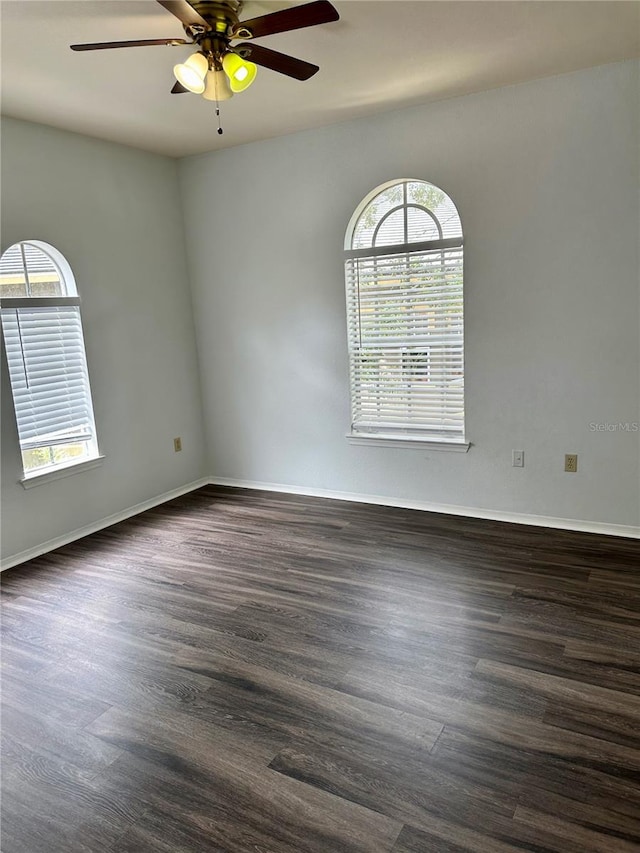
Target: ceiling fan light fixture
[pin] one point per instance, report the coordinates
(191, 73)
(240, 72)
(217, 86)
::::::
** EXERCISE DIRECTIONS **
Recast the items above as a two-column CSV with the headers "text" and "answer", one row per item. Put each field in double quotes, turn line breaks into spaces, and leave the pictures out.

** WRITTEN ANSWER **
text,answer
"Target: ceiling fan light fixture [pin] one point per instance, report the coordinates","(191, 73) (240, 72) (217, 86)"